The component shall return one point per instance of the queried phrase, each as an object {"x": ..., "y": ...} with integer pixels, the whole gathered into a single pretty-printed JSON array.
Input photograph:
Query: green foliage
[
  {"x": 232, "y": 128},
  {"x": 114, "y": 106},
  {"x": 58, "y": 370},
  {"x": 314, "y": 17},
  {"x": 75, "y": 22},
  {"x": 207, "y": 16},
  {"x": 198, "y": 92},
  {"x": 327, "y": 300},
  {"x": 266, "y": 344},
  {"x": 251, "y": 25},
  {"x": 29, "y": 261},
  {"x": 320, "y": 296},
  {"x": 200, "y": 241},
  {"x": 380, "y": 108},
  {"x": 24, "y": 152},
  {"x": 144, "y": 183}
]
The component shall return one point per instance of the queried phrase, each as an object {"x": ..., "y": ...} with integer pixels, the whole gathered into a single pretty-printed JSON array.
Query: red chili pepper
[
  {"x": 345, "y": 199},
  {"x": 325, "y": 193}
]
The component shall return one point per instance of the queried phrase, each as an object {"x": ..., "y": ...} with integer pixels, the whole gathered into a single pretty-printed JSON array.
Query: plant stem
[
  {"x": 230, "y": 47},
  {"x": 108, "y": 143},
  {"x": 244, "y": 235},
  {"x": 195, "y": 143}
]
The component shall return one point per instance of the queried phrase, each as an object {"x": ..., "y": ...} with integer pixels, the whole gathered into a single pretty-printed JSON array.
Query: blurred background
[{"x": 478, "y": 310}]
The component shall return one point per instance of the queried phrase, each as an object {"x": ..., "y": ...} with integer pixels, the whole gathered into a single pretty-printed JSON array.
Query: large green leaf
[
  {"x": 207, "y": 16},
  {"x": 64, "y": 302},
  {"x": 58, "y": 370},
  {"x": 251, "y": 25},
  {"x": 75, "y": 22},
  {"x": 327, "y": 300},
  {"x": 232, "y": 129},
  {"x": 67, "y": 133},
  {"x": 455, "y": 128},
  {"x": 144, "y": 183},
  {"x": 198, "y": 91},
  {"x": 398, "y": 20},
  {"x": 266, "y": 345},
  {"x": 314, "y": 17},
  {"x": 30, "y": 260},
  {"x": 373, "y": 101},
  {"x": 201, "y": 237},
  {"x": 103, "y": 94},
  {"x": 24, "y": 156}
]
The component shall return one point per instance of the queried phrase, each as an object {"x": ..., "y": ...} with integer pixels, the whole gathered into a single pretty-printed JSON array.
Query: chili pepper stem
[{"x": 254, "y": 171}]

··········

The request
Pick out every line in the material above that contains the word "pepper" and copy each of those lines out in full.

Answer to the task
Query: red chili pepper
Query: chili pepper stem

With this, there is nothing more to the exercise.